→ **To do**
A. Retype the figure captions on protein degradation and fear memory word for word, beginning at "[A] Experimental design for B-C." and stopping after "from Vehicle controls.".
B. Continue the figure captions on protein degradation and fear memory, starting after their final sentence.

** Opening Reading passage block **

Figure 4. UPS targets proteins involved in translational silencing and synaptic structure in the amygdala.

Animals were trained to auditory and context fear conditioning and amygdala tissue was collected 60-min later [n = 10] and compared to naïve homecage [HC] animals [n = 10]. In all cases, crude synaptosomal membrane fractions were obtained, mixed with GST-S5a, and probed with antibodies against MOV10, Shank and NR2B [A]. The amount of polyubiquitinated MOV10 [B] and Shank [C] was increased in trained animals, suggesting potential control over protein synthesis initiation and synaptic restructuring. * denotes p<.05 from HC controls.

Figure 5. Protein degradation is critical for the formation of long-term fear memories.

[A] Experimental design for B-C. Animals were trained to auditory and context fear conditioning followed by infusions of βlac [n = 11], ANI [n = 12], βlac+ANI [n = 14] or vehicle [n = 10] into the amygdala. The next day, they were then tested to the auditory cue followed by the context 4-hrs later. [B, C] βlac and ANI impaired long-term memory for the auditory and context cues and simultaneous administration of both βlac+ANI did not rescue these impairments. * denotes p<.05 from Vehicle controls.

Figure 6. Protein degradation is increased in the amygdala following the retrieval of auditory and context fear memories.

[A] Experimental design for B. Animals were trained to context fear conditioning on Day 1. The following day, they received a 90-sec reminder to the training context and amygdala tissue was collected in 30-min increments [n = 9 per group]. A separate group of animals was placed into a novel environment and tissue collected 60-min later [n = 7]. Tissue was then purified with GST-S5a. [B] There was a rapid increase in the amount of proteins targeted for degradation, which returned to basal levels within 2-hrs. [C] Experimental design for D. Animals were trained to auditory fear conditioning on Day 1. The following day, they received a 30-sec reminder to the auditory cue and amygdala tissue was collected in 30-min increments [n = 9-10 per group]. Tissue was then purified with GST-S5a. [D] There was a delayed increase in the amount of proteins targeted for degradation, which returned to basal levels within 2-hrs. * denotes p<.05 from controls.

** Closing Reading passage block **
** Opening Supplied information block **

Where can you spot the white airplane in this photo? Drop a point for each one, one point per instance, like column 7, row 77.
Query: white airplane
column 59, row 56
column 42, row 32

** Closing Supplied information block **

→ **Expected results**
A.
[A] Experimental design for B-C. Animals were trained to auditory and context fear conditioning followed by infusions of βlac [n = 11], ANI [n = 12], βlac+ANI [n = 14] or vehicle [n = 10] into the amygdala. The next day, they were then tested to the auditory cue followed by the context 4-hrs later. [B, C] βlac and ANI impaired long-term memory for the auditory and context cues and simultaneous administration of both βlac+ANI did not rescue these impairments. * denotes p<.05 from Vehicle controls.

B.
Figure 7. UPS targets proteins involved in translational silencing and synaptic structure in the amygdala following memory retrieval.

[A] Experimental design for B-D. Animals were trained to auditory or context fear conditioning on Day 1. The next day, animals were exposed to a brief retrieval and amygdala tissue collected 60-min [context, n = 10] or 90-min [auditory, n = 10] later. Two separate groups received auditory or context fear conditioning on Day 1 and were sacrificed on Day 2 without receiving retrieval [n = 6 per group]. Amygdala tissue was fractionated to obtain a crude synaptosomal membrane fraction, purified with GST-S5a, and probed with antibodies against MOV10, Shank and NR2B [B]. The amount of polyubiquitinated synaptic MOV10 [C] and Shank [D], was increased following fear memory retrieval. * denotes p<.05 from No React controls.

Figure 8. Protein degradation controls the destabilization of retrieved fear memories in the amygdala.

[A] Experimental design for B-C. Animals were trained to auditory or context fear conditioning on Day 1. The next day, they received a brief retrieval followed by infusions of βlac [auditory n = 13, context n = 7], ANI [auditory n = 12, context n = 7], βlac+ANI [auditory n = 12, context n = 7] or vehicle [auditory n = 13, context n = 7] into the amygdala. The next day, they were then tested to for long-term memory to their acquired cue. [B] There were no differences between groups during either context or auditory memory retrieval. [C] While βlac had no effect on either memory by itself, it rescued the memory impairments normally caused by ANI when co-infused. * denotes p<.05 from Vehicle controls.

Figure 9. Retrieval-induced increase in protein degradation is dependent on NMDA-receptor activity.

(A) Infusions of NMDA antagonist Ifenprodil (n = 8) or vehicle (n = 7) were delivered into the amygdala prior to fear memory retrieval, and amygdala tissue collected 90-min later and mixed with GST-S5a. (B) Pre-retrieval inactivation of NMDA receptors did not affect retention during CS retrieval, but (C) completely impaired the increase in protein degradation. * denotes p<.05 from Vehicle controls.